Vogelpopulationen werden weniger
„Wir verfolgen die Entwicklung der Vogelpopulationen in Bulgarien seit mehr als 15 Jahren“, erzählt er. „Zwischen 2005 und 2013 haben wir einen moderaten oder starken Rückgang bei 30 Prozent der Vogelarten beobachtet.“ Der Zusammenhang mit den EU-Agrarsubventionen liegt für ihn auf der Hand.
Ein knappes Drittel der von Dobrev kritisierten Direktzahlungen an Landwirte knüpft die EU seit 2013 an Bedingungen. Das Ziel: Die Landwirtschaft soll umweltfreundlicher werden. So müssen beispielsweise je nach Größe der bewirtschafteten Fläche mindestens zwei oder drei Feldfrüchte angebaut werden, um Monokulturen zu verhindern. Andere der unter dem Stichwort „Greening“ bekannten Maßnahmen, wie etwa Äcker brachliegen zu lassen oder Hülsenfrüchte anzubauen, trügen nur wenig zum Schutz der Artenvielfalt bei. Die wirksameren Optionen, wie das Anlegen von Hecken oder Blühstreifen, würden Landwirte dagegen kaum praktizieren.

§ **GESTELLTE AUFGABE A**: Schreiben Sie aus dem Textauszug wortgetreu den Abschnitt ab, der bei den Worten „Ein knappes Drittel“ einsetzt und nach „dagegen kaum praktizieren.“ aufhört.

[Aus einer Sammlung entnommene Daten]
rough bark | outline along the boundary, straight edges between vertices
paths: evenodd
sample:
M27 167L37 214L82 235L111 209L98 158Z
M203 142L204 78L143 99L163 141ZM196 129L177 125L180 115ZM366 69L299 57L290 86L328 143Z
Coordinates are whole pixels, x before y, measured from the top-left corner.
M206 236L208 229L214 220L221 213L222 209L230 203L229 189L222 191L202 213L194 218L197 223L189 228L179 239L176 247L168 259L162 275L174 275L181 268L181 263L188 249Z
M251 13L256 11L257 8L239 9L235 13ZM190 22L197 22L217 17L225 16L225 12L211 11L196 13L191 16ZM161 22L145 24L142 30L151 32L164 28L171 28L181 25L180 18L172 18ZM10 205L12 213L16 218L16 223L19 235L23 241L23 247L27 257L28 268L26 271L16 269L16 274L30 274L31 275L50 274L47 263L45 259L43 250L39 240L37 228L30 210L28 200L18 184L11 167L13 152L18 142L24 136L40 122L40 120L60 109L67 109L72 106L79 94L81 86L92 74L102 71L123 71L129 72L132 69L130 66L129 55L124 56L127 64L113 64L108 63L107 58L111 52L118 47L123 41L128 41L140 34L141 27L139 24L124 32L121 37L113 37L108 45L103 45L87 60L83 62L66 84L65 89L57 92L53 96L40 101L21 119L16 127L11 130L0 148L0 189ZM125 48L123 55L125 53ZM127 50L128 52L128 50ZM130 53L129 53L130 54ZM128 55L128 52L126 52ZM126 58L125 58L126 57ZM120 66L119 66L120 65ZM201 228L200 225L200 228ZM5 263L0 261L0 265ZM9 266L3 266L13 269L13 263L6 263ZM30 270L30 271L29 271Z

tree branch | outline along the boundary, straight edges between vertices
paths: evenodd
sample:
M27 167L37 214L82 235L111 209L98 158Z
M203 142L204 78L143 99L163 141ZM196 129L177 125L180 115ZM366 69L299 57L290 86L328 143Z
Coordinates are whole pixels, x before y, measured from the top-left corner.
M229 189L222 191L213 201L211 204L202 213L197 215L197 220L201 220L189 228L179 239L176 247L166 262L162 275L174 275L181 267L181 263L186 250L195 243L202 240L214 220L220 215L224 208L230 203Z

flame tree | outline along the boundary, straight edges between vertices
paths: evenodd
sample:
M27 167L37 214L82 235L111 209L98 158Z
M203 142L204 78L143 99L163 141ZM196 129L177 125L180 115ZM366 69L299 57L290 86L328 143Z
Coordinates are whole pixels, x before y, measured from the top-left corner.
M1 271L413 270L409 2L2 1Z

§ **GESTELLTE AUFGABE B**: Ermitteln Sie, in wie vielen Zeilen der Datensätze die Zeichenfolge „outline“ vorkommt, und geben Sie nur diese Zahl an.

§ **ANTWORT ZUR AUFGABE A**:
Ein knappes Drittel der von Dobrev kritisierten Direktzahlungen an Landwirte knüpft die EU seit 2013 an Bedingungen. Das Ziel: Die Landwirtschaft soll umweltfreundlicher werden. So müssen beispielsweise je nach Größe der bewirtschafteten Fläche mindestens zwei oder drei Feldfrüchte angebaut werden, um Monokulturen zu verhindern. Andere der unter dem Stichwort „Greening“ bekannten Maßnahmen, wie etwa Äcker brachliegen zu lassen oder Hülsenfrüchte anzubauen, trügen nur wenig zum Schutz der Artenvielfalt bei. Die wirksameren Optionen, wie das Anlegen von Hecken oder Blühstreifen, würden Landwirte dagegen kaum praktizieren.

§ **ANTWORT ZUR AUFGABE B**: 3